Exercises to complete:
#1 In the piece on snow days during hybrid learning, for which day did Nanuet schools cancel all instruction?
#2 Summarize the piece on snow days during hybrid learning in two sentences.
#3 Continue the piece on snow days during hybrid learning from its last paragraph.

[Opening Selected passage section]

Pondering the Future of Snow Days in a Hybrid-Learning World

For many of us high school students living in the northeast, our memories of elementary school include countless nights staying up late watching the weather segments on the news and falling asleep with backwards pajamas and frozen spoons under our pillows, all united under one common goal: The Snow Day. Now, in 2021, some of us are in need of that picture perfect “snow day” more than ever; time to spend with family, to catch up on school work, maybe to bake sugar cookies, or just relax our minds. This school year is without a doubt the most overwhelming and confusing of our lives, and each day we find ourselves exploring uncharted waters. The arrival of winter in New York combined with hybrid learning poses yet another question to school administrations: “What will happen to snow days?”        

The night of December 16 was the first time in the 2020-2021 school year that this question became a reality. With the first blizzard on the way, and students learning both remotely and on campus, Nanuet schools decided to cease instruction altogether for Thursday, December 17. Their reason for taking such precautions included potential power outages. Snow storms can be stressful for families, especially with all members of a household worrying about working from their bedrooms, while trees and power lines are collapsing outside. From the perspective of the average student, any rationalization of a school-free day would suffice. That being said, the average student would have probably also expected school to continue even through snow storms, since the year 2020 has given way to online instruction that is fully accessible to all students from home. School districts across the country have seen a sea of complaints from parents, arguing that the new virtual/hybrid learning models should not take away the fun and relaxation of traditional snow days for children. New York City public schools, for example, remained fully virtual on December sixteenth. Parents, teachers, and students across our district and others, anticipated the decisions of administrations. For Nanuet, it is important that schools provide equity for all students with different living situations, and removing school from the equation during a potentially dangerous and unpredictable storm provides a bit more security, and possibly removes some weight from families’ shoulders.

[Closing Selected passage section]
[Opening Record extracts section]

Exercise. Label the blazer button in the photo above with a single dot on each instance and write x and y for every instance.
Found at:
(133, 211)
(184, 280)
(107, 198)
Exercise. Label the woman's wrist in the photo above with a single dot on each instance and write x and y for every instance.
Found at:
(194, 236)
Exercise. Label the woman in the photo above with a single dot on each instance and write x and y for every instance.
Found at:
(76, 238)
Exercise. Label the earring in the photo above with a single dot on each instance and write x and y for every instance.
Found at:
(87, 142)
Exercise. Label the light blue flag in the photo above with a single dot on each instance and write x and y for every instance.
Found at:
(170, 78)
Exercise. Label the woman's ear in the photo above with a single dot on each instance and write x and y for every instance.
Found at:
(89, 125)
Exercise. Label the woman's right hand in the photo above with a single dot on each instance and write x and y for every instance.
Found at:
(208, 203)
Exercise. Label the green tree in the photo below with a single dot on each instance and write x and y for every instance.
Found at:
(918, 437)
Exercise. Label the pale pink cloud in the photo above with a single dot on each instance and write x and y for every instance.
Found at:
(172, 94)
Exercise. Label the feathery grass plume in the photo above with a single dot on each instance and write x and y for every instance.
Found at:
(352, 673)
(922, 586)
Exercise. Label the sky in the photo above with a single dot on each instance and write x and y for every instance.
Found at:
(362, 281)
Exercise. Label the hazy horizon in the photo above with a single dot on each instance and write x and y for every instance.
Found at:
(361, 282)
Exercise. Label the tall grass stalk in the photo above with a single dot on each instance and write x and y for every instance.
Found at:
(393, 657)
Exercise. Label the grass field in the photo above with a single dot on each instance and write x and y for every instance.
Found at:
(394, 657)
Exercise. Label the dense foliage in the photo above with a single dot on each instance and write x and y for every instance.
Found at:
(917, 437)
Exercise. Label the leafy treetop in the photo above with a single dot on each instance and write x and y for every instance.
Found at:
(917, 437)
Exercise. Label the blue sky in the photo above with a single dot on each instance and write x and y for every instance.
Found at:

[Closing Record extracts section]

Outputs by task:
#1 Thursday, December 17.

#2 Hybrid learning during the 2020-2021 school year raised the question of what would happen to snow days, which many students now need more than ever. When the first blizzard arrived, Nanuet schools canceled instruction entirely for December 17, partly because of possible power outages, while districts such as New York City stayed fully virtual and many parents argued that the new models should not take away traditional snow days.

#3
After now experiencing a snow day in the world of fully virtual learning, can students, families, and staff expect more cancellations amidst future blizzards? Well, as we have all learned during the age of hybrid learning, nobody has the answers. It is important to remember that remote learning and everything that comes with it is just as new to teachers as it is to students, and visa versa. 

This year has proven the strength of students and teachers alike, and has heightened our sense of community, proving that we really are all in this together. Those in charge are usually expected to have the answers to all of our questions, but right now it is impossible to hold anyone to normal standards. It is expected, and more likely than not, for administrators to not have all of the answers, whether the conversation is about Regents Exams or snow storms. Everybody is trying their best to navigate this extremely challenging school year, and even the most experienced among us are unexperienced when it comes to school during a pandemic.

What do you think? Is the traditional snow day here to stay? Should it be? Now more than ever, it is easy for any of us to get caught up in what is right and wrong, along with all the possible outcomes of and answers to the conflicts that COVID-19 has brought us. Maybe a snow day every now and again is the best thing for everyone, all things considered.